Rewrite the material starting with the line containing "q: red chicago bulls jersey" and going on through the line containing "top-left (258, 101), bottom-right (343, 164)", keeping the requests and their format samples unchanged. Shift each coordinate in the answer bounding boxes by adding -145 to it.

## START

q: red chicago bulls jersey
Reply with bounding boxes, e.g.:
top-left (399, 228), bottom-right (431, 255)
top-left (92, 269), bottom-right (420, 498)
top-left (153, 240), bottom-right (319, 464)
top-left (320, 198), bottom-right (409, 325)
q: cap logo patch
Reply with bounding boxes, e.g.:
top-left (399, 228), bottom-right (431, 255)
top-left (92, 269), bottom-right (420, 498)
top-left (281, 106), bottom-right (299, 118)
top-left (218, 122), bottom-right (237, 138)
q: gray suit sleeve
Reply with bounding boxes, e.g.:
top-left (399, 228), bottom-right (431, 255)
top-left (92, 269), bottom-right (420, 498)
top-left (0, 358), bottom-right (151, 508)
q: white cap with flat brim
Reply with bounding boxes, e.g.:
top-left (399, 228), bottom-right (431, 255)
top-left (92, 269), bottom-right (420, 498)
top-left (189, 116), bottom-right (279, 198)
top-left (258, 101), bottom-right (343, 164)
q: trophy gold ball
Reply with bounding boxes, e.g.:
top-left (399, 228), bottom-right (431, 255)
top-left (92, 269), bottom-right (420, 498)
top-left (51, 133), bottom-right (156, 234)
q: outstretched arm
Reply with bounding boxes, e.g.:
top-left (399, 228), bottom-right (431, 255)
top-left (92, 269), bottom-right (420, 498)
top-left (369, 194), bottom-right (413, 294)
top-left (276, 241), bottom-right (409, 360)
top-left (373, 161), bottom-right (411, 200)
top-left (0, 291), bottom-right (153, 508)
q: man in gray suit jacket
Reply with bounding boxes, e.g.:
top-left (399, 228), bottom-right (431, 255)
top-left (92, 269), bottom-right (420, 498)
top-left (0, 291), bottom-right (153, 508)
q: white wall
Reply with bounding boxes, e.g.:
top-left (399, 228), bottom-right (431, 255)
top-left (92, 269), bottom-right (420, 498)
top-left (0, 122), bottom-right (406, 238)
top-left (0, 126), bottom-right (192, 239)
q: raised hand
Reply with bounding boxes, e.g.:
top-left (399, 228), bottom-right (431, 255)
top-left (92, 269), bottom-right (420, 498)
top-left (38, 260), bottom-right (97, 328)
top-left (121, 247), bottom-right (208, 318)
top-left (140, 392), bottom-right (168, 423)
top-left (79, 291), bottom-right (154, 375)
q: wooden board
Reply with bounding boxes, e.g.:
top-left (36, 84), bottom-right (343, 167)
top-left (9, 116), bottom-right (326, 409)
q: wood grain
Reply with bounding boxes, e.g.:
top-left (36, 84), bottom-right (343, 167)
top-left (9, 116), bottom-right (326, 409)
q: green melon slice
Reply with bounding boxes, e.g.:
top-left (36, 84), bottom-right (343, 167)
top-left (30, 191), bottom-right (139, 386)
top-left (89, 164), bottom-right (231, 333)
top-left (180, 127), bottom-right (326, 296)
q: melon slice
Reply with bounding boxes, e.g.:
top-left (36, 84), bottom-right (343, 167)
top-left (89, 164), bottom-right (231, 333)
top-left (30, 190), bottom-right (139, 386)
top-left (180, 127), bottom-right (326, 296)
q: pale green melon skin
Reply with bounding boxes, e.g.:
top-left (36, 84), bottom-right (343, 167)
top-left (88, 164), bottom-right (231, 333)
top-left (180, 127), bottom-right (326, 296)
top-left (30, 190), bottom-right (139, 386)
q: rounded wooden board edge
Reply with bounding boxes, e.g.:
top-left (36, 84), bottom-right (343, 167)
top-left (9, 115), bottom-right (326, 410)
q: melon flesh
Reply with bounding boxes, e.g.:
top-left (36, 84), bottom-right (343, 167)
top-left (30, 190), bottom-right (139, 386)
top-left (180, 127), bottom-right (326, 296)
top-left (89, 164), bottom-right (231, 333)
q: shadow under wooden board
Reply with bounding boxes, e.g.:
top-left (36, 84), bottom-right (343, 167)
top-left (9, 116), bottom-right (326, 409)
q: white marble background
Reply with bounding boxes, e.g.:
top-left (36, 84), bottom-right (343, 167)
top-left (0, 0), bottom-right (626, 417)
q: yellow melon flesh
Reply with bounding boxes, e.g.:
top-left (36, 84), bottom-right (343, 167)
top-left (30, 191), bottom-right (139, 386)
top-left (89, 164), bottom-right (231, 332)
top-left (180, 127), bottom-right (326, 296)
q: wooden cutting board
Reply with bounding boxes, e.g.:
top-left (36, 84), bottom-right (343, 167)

## END
## START

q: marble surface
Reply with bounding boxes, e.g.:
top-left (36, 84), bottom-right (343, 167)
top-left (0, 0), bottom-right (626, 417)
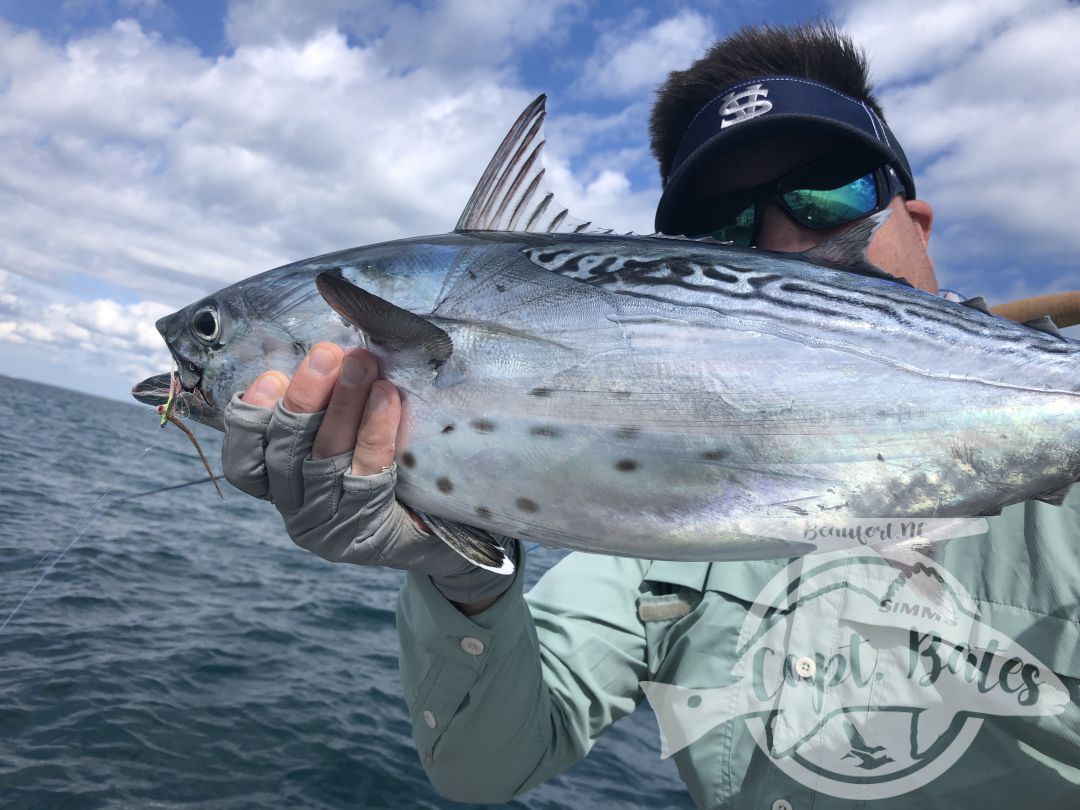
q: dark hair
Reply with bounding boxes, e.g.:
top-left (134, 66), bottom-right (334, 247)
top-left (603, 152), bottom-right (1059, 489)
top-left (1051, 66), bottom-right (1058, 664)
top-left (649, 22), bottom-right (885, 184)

## END

Answer below —
q: red chicago bulls jersey
Reply with bounding boxes, e.g.:
top-left (399, 228), bottom-right (431, 255)
top-left (92, 269), bottom-right (420, 498)
top-left (8, 95), bottom-right (174, 319)
top-left (175, 53), bottom-right (264, 180)
q: cap logo patch
Reply with bounding boxes, e.g.:
top-left (399, 228), bottom-right (431, 255)
top-left (92, 269), bottom-right (420, 498)
top-left (136, -39), bottom-right (154, -27)
top-left (73, -23), bottom-right (92, -7)
q: gray suit sleeve
Reply with bounding boxes, e.g.:
top-left (399, 228), bottom-right (431, 255)
top-left (92, 269), bottom-right (420, 498)
top-left (-145, 213), bottom-right (6, 363)
q: white cap with flat brim
Reply with bounding boxes, e.g.:
top-left (399, 228), bottom-right (431, 255)
top-left (92, 269), bottom-right (420, 498)
top-left (44, -29), bottom-right (134, 53)
top-left (113, -44), bottom-right (198, 19)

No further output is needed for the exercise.